Given text -
——

Now we need to download the CIFAR-10 dataset to be able to make predictions. CIFAR-10 is a dataset of labeled images, meaning that each image already has a known label.

In [None]:
# Loading the CIFAR-10 dataset
(train_images, train_labels), (test_images, test_labels) = datasets.cifar10.load_data()

#### ⊗ Normalizing the dataset

After downloading the entire set of images, we need to normalize them so that we can use them in our example.

In [None]:
# Normalizing pixel values to the [0, 1] range
train_images, test_images = train_images / 255.0, test_images / 255.0

#### ⊗ Creating the model

Now it is necessary to create the model for our neural network. Notice that this step becomes extremely simple using the power of TensorFlow.

——

Challenges -
1. Please copy the CIFAR-10 tutorial from "Now we need" up to and including "in our example.".
2. According to the CIFAR-10 tutorial, what range are the pixel values normalized to?
3. Extend the CIFAR-10 tutorial, picking up after its last sentence.

——

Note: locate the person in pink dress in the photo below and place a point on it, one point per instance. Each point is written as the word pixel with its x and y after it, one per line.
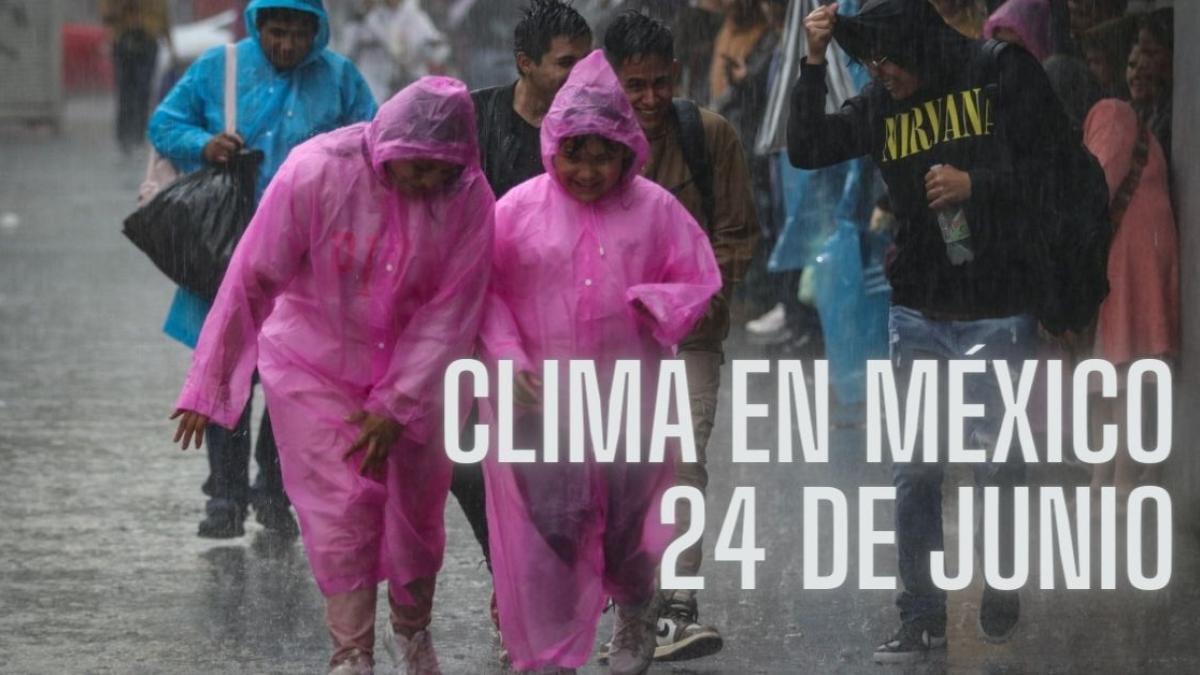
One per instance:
pixel 592 262
pixel 1140 318
pixel 361 276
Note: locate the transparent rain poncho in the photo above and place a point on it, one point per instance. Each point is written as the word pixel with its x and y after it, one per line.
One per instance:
pixel 564 537
pixel 348 296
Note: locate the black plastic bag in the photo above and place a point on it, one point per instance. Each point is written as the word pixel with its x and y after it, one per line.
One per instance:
pixel 191 228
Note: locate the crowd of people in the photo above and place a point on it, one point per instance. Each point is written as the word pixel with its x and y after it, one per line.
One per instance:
pixel 629 180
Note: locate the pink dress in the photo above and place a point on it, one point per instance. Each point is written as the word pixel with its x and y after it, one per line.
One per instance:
pixel 1141 315
pixel 564 537
pixel 348 296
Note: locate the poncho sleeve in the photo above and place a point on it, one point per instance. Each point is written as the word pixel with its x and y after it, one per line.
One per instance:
pixel 267 258
pixel 442 330
pixel 687 280
pixel 499 336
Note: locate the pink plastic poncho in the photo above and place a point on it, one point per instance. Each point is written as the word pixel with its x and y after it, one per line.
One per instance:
pixel 348 296
pixel 1030 19
pixel 567 275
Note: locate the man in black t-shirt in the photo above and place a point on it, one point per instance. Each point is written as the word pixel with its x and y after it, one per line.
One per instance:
pixel 547 42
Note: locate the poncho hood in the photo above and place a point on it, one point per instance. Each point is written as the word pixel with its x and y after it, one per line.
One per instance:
pixel 311 6
pixel 592 101
pixel 909 31
pixel 433 118
pixel 1027 18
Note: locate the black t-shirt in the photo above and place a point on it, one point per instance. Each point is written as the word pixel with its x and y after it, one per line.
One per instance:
pixel 510 148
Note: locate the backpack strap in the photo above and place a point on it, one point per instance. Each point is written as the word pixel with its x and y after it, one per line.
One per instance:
pixel 695 154
pixel 988 66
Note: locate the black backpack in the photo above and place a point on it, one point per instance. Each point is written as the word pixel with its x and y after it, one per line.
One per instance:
pixel 695 154
pixel 1073 250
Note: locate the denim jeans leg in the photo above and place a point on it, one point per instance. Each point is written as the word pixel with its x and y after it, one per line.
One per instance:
pixel 269 483
pixel 918 505
pixel 228 482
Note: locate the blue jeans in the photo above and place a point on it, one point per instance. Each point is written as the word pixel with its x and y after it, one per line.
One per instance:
pixel 918 508
pixel 228 483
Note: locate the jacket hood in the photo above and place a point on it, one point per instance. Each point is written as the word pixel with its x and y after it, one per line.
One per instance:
pixel 311 6
pixel 433 118
pixel 592 101
pixel 1027 18
pixel 907 31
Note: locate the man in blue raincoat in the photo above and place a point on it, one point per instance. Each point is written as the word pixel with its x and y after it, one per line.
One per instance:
pixel 289 89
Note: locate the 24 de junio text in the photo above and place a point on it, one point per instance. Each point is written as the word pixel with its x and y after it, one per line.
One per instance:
pixel 599 420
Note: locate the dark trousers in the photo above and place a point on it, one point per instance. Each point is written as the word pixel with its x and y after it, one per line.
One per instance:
pixel 467 487
pixel 133 59
pixel 918 515
pixel 228 482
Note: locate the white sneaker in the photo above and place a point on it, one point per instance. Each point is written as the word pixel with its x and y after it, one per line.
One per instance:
pixel 355 663
pixel 502 652
pixel 413 656
pixel 774 321
pixel 633 639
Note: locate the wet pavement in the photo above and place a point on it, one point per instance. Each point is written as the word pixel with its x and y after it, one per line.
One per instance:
pixel 101 571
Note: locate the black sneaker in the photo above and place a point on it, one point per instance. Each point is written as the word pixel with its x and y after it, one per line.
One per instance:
pixel 999 611
pixel 276 517
pixel 681 637
pixel 911 643
pixel 223 521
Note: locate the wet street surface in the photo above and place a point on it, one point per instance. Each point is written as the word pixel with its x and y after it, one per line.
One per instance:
pixel 101 569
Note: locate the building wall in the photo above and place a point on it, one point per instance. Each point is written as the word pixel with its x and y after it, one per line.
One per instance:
pixel 1185 467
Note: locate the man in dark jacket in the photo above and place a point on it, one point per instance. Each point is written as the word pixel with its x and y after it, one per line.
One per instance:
pixel 952 131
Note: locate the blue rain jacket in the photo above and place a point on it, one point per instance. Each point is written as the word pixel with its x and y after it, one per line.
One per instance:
pixel 276 112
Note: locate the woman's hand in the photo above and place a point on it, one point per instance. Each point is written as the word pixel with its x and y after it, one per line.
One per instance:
pixel 377 436
pixel 192 424
pixel 946 186
pixel 221 147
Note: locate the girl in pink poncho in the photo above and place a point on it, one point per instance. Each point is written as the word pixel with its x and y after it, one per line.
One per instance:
pixel 360 278
pixel 592 262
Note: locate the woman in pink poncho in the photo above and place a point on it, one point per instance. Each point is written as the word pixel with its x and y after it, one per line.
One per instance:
pixel 592 262
pixel 360 278
pixel 1025 23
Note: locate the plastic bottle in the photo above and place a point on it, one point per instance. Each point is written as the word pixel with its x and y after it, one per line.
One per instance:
pixel 953 222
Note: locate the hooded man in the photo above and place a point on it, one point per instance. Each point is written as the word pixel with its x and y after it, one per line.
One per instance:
pixel 946 141
pixel 289 89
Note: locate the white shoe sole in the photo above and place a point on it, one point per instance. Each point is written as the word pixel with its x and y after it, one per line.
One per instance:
pixel 936 644
pixel 693 646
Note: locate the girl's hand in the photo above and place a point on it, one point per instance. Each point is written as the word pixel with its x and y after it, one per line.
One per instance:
pixel 946 186
pixel 192 424
pixel 528 389
pixel 377 435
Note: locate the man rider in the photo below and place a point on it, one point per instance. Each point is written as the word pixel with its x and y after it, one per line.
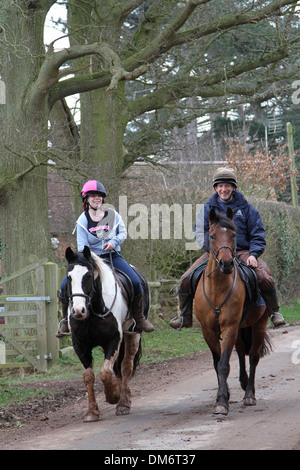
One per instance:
pixel 250 245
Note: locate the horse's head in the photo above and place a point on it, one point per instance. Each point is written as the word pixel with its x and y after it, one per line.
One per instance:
pixel 222 239
pixel 81 275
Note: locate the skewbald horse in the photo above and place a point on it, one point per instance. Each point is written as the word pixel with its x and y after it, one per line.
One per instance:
pixel 97 312
pixel 220 305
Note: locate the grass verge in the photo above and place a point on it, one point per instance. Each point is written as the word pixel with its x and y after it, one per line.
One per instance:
pixel 162 345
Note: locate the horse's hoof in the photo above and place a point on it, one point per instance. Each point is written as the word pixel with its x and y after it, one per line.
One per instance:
pixel 249 401
pixel 122 410
pixel 91 417
pixel 221 410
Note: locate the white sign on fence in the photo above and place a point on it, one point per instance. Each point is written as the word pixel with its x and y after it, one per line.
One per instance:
pixel 2 353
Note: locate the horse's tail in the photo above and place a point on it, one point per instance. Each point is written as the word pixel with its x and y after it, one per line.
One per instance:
pixel 136 360
pixel 246 336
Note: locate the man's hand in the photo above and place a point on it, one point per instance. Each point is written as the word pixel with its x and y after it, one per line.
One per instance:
pixel 252 261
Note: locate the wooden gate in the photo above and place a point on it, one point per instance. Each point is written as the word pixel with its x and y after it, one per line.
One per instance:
pixel 28 322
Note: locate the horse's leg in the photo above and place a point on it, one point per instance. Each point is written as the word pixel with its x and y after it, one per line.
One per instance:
pixel 131 345
pixel 258 337
pixel 221 365
pixel 110 381
pixel 92 413
pixel 240 349
pixel 228 341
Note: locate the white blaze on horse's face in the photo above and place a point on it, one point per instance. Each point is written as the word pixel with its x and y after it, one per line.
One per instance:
pixel 79 298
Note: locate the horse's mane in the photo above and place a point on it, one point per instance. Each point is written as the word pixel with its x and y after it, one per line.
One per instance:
pixel 224 221
pixel 98 264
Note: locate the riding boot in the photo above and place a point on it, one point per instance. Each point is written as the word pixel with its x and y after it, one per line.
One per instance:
pixel 185 319
pixel 270 298
pixel 138 314
pixel 63 328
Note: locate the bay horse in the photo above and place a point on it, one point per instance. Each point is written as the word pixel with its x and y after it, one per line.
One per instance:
pixel 220 305
pixel 96 314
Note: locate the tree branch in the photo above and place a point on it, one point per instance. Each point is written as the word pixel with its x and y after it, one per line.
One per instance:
pixel 216 84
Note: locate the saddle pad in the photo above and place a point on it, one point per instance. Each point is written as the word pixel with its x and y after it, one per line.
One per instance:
pixel 247 274
pixel 249 277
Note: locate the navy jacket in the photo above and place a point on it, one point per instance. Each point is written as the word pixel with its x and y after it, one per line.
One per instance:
pixel 250 234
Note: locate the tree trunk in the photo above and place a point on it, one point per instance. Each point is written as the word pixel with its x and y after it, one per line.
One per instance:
pixel 24 205
pixel 104 119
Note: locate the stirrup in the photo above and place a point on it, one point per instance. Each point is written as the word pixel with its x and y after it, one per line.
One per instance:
pixel 181 321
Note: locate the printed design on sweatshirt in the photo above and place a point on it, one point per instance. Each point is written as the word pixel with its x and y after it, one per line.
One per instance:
pixel 105 226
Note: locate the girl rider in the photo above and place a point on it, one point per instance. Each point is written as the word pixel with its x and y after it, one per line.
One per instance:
pixel 103 231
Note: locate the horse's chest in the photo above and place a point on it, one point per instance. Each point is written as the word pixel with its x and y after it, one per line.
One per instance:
pixel 95 331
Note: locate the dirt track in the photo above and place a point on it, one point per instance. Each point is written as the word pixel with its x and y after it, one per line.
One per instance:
pixel 172 407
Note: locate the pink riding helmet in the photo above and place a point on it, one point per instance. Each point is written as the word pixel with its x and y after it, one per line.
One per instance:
pixel 92 187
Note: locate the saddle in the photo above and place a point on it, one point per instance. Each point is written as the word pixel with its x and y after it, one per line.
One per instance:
pixel 247 274
pixel 127 288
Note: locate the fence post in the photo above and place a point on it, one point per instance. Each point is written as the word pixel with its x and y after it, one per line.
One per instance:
pixel 51 283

——

Answers to the exercises -
1.
Now we need to download the CIFAR-10 dataset to be able to make predictions. CIFAR-10 is a dataset of labeled images, meaning that each image already has a known label.

In [None]:
# Loading the CIFAR-10 dataset
(train_images, train_labels), (test_images, test_labels) = datasets.cifar10.load_data()

#### ⊗ Normalizing the dataset

After downloading the entire set of images, we need to normalize them so that we can use them in our example.

2. The [0, 1] range.

3.
In [None]:
# Creating the CNN model
model = models.Sequential([
    layers.Conv2D(32, (3, 3), activation='relu', input_shape=(32, 32, 3)),
    layers.MaxPooling2D((2, 2)),
    layers.Conv2D(64, (3, 3), activation='relu'),
    layers.MaxPooling2D((2, 2)),
    layers.Conv2D(64, (3, 3), activation='relu'),
    layers.Flatten(),
    layers.Dense(64, activation='relu'),
    layers.Dense(10)
])

#### ⊗ Compiling

After creating the model, it needs to be compiled, just as we did in the first example with the CPU.

In [None]:
# Compiling the model
model.compile(optimizer='adam',
              loss=tf.keras.losses.SparseCategoricalCrossentropy(from_logits=True),
              metrics=['accuracy'])

#### ⊗ Training function

Now it is important to define the training function of the model, which it will use to train using the CIFAR-10 dataset.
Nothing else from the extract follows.